Deer thrive in Bellingham as they do in other similar low-density urban environments, according to Mark Gardner, the city policy analyst who’s drafting a rule.
Trees and shrubbery alternating with open spaces or lawns are optimal for the growth of plants that provide food for deer, he told the City Council last week.
As a result, the deer population is increasing in Bellingham and other urban areas.
Exactly how much it’s been rising here is unknown because the city doesn’t track deer numbers.
What is known is that frustrated neighbors want the City Council to do something.
Among them was Ginger Decker, who lives on Ridgeway Drive and has a herd of 20 deer that stay in her neighborhood because a neighbor is feeding them.
“Everyone on my street has a story. I’ve sustained over three thousand dollars in property damage and you might recall, a buck rammed his antlers into my window because my cat was sitting on the other side,” she wrote to the council.
“Within the past two months two dogs have been seriously injured on my block from aggressive bucks. A buck ran into a neighbor’s car this past spring and could have killed her. Another neighbor has Norway rats appearing in her shed where there has never been rats before. We now see raccoon latrines, which I believe are feeding off the same deer corn put out for deer,” Decker wrote.

- **Information provided**

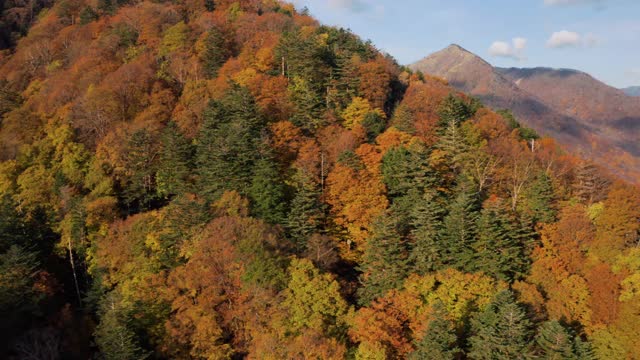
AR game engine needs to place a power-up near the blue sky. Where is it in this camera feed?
[294,0,640,87]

- **Complete the following**
**a)** Please rewrite the Bellingham deer passage starting at "As a result, the" and ending at "to the council.", replacing "neighbors" with "residents".
**b)** According to the Bellingham deer passage, why is it unknown exactly how much the deer population has risen there?
**c)** Translate this sentence from the Bellingham deer passage into Spanish: "As a result, the deer population is increasing in Bellingham and other urban areas."

- **Answer list**
**a)**
As a result, the deer population is increasing in Bellingham and other urban areas.
Exactly how much it’s been rising here is unknown because the city doesn’t track deer numbers.
What is known is that frustrated residents want the City Council to do something.
Among them was Ginger Decker, who lives on Ridgeway Drive and has a herd of 20 deer that stay in her neighborhood because a neighbor is feeding them.
“Everyone on my street has a story. I’ve sustained over three thousand dollars in property damage and you might recall, a buck rammed his antlers into my window because my cat was sitting on the other side,” she wrote to the council.

**b)** The city doesn't track deer numbers.

**c)** Como resultado, la población de ciervos está aumentando en Bellingham y en otras zonas urbanas.